-------- Text excerpt

The first run: Your very first run should always be to establish the baseline, so you will run the training script as is.
Once the script finishes it prints a summary like this:
---
val_bpb: 0.997900
training_seconds: 300.1
total_seconds: 325.9
peak_vram_mb: 45060.2
mfu_percent: 39.80
total_tokens_M: 499.6
num_steps: 953
num_params_M: 50.3
depth: 8
Note that the script is configured to always stop after 5 minutes, so depending on the computing platform of this computer the numbers might look different. You can extract the key metric from the log file:
grep "^val_bpb:" run.log
When an experiment is done, log it to results.tsv (tab-separated, NOT comma-separated — commas break in descriptions).
The TSV has a header row and 5 columns:
commit val_bpb memory_gb status description
- git commit hash (short, 7 chars)
- val_bpb achieved (e.g. 1.234567) — use 0.000000 for crashes
- peak memory in GB, round to .1f (e.g. 12.3 — divide peak_vram_mb by 1024) — use 0.0 for crashes
- status:
keep,discard, orcrash - short text description of what this experiment tried
Example:
commit val_bpb memory_gb status description
a1b2c3d 0.997900 44.0 keep baseline
b2c3d4e 0.993200 44.2 keep increase LR to 0.04
c3d4e5f 1.005000 44.0 discard switch to GeLU activation
d4e5f6g 0.000000 0.0 crash double model width (OOM)
The experiment runs on a dedicated branch (e.g. autoresearch/mar5 or autoresearch/mar5-gpu0).

----------------

▸ Required work:
[A] Answer these questions from the training-run instructions:
(i) After how many minutes does the script always stop?
(ii) Which val_bpb value is recorded for a crash?
(iii) How many columns does the TSV have?
[B] Condense the paragraph in the training-run instructions that begins "When an experiment is done" into a single shorter sentence that keeps its main facts.
[C] Write out the training-run instructions verbatim from "- val_bpb achieved" to "autoresearch/mar5 or autoresearch/mar5-gpu0).".

-------- Supplied records

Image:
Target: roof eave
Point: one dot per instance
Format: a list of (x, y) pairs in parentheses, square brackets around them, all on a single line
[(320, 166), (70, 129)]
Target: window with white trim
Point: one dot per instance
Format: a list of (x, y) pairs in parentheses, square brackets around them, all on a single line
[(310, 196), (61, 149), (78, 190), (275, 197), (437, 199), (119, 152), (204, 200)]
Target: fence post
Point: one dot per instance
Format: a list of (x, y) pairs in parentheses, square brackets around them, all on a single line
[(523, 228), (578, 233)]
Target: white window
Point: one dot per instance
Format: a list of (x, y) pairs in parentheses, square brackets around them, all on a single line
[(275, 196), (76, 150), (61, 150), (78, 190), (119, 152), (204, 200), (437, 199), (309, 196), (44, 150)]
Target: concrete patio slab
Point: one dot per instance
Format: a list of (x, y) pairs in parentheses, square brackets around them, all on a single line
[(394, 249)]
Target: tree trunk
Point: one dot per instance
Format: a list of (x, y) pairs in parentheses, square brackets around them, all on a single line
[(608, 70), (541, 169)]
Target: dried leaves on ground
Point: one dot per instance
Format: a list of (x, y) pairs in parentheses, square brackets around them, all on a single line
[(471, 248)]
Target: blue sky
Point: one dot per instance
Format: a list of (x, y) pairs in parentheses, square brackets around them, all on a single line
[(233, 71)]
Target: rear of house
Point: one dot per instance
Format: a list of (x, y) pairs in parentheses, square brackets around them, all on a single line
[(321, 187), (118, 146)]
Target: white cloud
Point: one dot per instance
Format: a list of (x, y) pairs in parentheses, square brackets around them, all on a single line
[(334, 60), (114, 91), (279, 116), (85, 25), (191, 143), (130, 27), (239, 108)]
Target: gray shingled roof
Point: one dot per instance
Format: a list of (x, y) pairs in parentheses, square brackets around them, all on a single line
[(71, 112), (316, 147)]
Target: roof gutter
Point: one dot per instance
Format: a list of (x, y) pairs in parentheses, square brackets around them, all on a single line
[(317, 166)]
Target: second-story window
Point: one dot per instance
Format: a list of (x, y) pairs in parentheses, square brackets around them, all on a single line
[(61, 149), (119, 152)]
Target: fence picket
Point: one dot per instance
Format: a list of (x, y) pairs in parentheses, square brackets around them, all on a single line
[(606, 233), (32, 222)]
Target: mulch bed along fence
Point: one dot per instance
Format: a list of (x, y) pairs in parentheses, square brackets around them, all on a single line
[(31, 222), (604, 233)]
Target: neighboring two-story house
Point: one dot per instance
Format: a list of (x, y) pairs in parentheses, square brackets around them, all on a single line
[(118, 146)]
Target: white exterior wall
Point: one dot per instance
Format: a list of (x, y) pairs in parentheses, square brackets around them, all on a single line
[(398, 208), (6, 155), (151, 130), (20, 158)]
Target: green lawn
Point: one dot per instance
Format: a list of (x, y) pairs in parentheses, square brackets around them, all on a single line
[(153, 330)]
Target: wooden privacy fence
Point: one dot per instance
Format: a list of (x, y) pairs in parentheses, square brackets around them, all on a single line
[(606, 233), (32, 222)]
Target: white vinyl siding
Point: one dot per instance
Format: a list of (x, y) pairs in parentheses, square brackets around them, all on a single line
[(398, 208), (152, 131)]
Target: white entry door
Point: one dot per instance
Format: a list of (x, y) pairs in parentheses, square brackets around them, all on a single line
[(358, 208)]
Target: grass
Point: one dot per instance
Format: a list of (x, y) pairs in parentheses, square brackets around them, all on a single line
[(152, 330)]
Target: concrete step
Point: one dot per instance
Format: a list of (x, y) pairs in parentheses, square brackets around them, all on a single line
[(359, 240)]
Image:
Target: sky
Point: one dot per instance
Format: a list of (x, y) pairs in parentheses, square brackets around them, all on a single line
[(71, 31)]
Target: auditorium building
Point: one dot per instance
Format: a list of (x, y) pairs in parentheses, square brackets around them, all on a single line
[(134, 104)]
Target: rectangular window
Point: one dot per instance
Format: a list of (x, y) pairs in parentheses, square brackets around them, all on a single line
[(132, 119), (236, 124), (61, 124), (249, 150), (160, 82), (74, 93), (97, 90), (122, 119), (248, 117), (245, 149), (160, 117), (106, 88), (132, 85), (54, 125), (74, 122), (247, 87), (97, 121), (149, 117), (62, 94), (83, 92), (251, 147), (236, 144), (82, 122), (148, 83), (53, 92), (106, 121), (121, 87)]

----------------

▸ Exercise responses:
[A]
(i) 5 minutes
(ii) 0.000000
(iii) 5

[B] Log each finished experiment to results.tsv using tabs, not commas, because commas break in descriptions.

[C]
- val_bpb achieved (e.g. 1.234567) — use 0.000000 for crashes
- peak memory in GB, round to .1f (e.g. 12.3 — divide peak_vram_mb by 1024) — use 0.0 for crashes
- status:
keep,discard, orcrash - short text description of what this experiment tried
Example:
commit val_bpb memory_gb status description
a1b2c3d 0.997900 44.0 keep baseline
b2c3d4e 0.993200 44.2 keep increase LR to 0.04
c3d4e5f 1.005000 44.0 discard switch to GeLU activation
d4e5f6g 0.000000 0.0 crash double model width (OOM)
The experiment runs on a dedicated branch (e.g. autoresearch/mar5 or autoresearch/mar5-gpu0).